Line by line, output the entries below exactly as they appear.
------------------------------
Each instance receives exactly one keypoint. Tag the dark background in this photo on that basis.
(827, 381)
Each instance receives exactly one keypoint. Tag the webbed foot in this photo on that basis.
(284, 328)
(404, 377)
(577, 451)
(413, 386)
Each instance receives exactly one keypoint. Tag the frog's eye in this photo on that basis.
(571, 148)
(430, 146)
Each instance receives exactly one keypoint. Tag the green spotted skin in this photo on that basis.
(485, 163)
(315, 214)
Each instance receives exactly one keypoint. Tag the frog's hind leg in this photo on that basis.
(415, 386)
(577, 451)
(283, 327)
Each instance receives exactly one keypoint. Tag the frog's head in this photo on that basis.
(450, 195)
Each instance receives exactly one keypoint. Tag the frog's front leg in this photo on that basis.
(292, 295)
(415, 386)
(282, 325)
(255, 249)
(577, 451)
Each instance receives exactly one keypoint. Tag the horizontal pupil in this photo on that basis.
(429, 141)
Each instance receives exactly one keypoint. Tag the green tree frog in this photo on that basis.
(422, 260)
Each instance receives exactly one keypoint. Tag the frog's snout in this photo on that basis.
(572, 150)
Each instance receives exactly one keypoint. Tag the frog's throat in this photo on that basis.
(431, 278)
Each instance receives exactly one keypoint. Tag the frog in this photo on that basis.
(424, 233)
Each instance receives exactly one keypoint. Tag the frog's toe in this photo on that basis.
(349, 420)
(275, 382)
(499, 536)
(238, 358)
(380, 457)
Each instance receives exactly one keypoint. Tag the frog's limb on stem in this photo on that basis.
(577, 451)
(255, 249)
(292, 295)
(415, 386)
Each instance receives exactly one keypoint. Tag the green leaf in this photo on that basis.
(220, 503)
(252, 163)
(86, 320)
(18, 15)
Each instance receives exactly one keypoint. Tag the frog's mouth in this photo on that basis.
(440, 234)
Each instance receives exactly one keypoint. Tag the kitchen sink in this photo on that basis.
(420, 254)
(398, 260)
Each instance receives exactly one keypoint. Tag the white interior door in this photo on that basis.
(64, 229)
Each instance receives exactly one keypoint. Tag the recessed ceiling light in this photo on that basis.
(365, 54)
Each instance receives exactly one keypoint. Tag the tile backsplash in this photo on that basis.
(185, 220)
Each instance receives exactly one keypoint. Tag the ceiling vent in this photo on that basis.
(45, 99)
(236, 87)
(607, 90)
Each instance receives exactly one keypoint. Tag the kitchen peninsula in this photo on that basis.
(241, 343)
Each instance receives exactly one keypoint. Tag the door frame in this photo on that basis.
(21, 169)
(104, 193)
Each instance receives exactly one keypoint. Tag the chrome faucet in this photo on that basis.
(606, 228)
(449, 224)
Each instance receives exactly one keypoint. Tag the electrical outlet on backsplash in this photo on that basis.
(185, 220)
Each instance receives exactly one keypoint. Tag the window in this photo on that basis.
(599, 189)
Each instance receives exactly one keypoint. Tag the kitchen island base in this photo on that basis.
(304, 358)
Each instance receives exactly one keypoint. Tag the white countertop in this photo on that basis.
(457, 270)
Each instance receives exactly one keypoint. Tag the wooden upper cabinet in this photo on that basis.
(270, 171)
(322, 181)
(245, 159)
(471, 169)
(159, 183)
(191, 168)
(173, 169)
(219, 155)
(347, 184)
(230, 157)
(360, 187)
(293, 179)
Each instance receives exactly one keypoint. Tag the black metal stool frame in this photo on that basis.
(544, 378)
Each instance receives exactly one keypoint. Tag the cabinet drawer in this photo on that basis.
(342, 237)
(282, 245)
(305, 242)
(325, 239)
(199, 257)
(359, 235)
------------------------------
• [SOLUTION TO THIS EXERCISE]
Each instance receives exactly one keypoint. Tag the dark background in this photo on that basis.
(827, 381)
Each instance receives exactly one keypoint. Tag the webbed foot in this photo on that basis.
(284, 328)
(404, 377)
(577, 451)
(413, 386)
Each instance receives exactly one keypoint. Tag the frog's eye in this photo on that basis.
(571, 148)
(430, 146)
Each instance receives exactly one keypoint. Tag the green spotted skin in this photo on that basis.
(485, 163)
(315, 214)
Each instance receives exactly one keypoint. Tag the frog's hind leg in this photo on that basis.
(415, 386)
(577, 451)
(283, 327)
Each instance receives exactly one keypoint. Tag the frog's head in this photo on that basis.
(450, 195)
Each instance receives exactly one keypoint. Tag the frog's front leg in this photo on that basis.
(292, 295)
(415, 386)
(282, 325)
(255, 249)
(577, 451)
Each instance receives exactly one keypoint. Tag the horizontal pupil in this photo on that basis.
(429, 141)
Each instance receives exactly one keypoint. Tag the green tree frog in this photo on that basis.
(422, 260)
Each instance receives exactly one keypoint. Tag the frog's snout in this photo on that basis.
(572, 150)
Each instance receives exactly one keypoint. Tag the frog's throat in this photo on that basis.
(431, 278)
Each instance receives exactly one keypoint. Tag the frog in this photo on that basis.
(424, 233)
Each instance receives exactly one keypoint. Tag the frog's toe in this photo on that basis.
(349, 420)
(275, 382)
(499, 536)
(238, 358)
(380, 457)
Each instance receives exactly one keypoint. Tag the frog's limb on stem in this photo on that basis.
(577, 451)
(255, 249)
(292, 295)
(415, 386)
Each instance receives exactly one keypoint. Tag the green leaf in this photo on that basis.
(220, 503)
(252, 163)
(86, 320)
(18, 15)
Each instance receives exactly one keypoint. Tag the frog's mouth in this photo on that basis.
(440, 234)
Each instance receives exactly one keypoint. Tag the kitchen sink in this photo on that basis.
(420, 254)
(398, 260)
Each instance receives exactly one keypoint. Tag the white interior door in this photo on that basis.
(64, 229)
Each instance receives exactly one keypoint. Tag the recessed ceiling light in this photo on that basis.
(365, 54)
Each instance receives exactly one keypoint. Tag the tile backsplash in this photo on that basis.
(185, 220)
Each instance receives exactly one keypoint. Tag the ceiling vent in this photo on that basis.
(45, 99)
(236, 87)
(607, 90)
Each instance receives exactly one keypoint. Tag the kitchen peninsula in this photo on that basis.
(241, 343)
Each instance receives exactly one keypoint. Tag the door frame in this photo on that basis.
(21, 169)
(104, 193)
Each instance receives exactly one keypoint. Tag the chrome faucet in this photo on that basis.
(606, 228)
(449, 224)
Each instance receives exactly one keypoint. Tag the electrical outlet on backsplash in this photo on that basis.
(185, 220)
Each instance receives exactly one keypoint. Tag the window in this photo on that basis.
(599, 189)
Each instance receives exactly one keypoint. Tag the kitchen island base in this photo on that basis.
(304, 358)
Each instance receives exactly one keypoint. Tag the white countertop in this photo on that basis.
(457, 270)
Each instance receives exactly one keypoint. Tag the wooden upper cabinet in this photo on that basis.
(270, 171)
(322, 181)
(245, 159)
(471, 169)
(159, 183)
(191, 168)
(173, 169)
(219, 155)
(347, 184)
(230, 157)
(360, 187)
(293, 179)
Each instance receives exactly one keypoint. Tag the black metal stool frame in this photo on that basis.
(544, 378)
Each instance receives exactly one keypoint. Tag the cabinet drawer in this photo on that basis.
(342, 237)
(282, 245)
(305, 242)
(325, 239)
(199, 257)
(359, 235)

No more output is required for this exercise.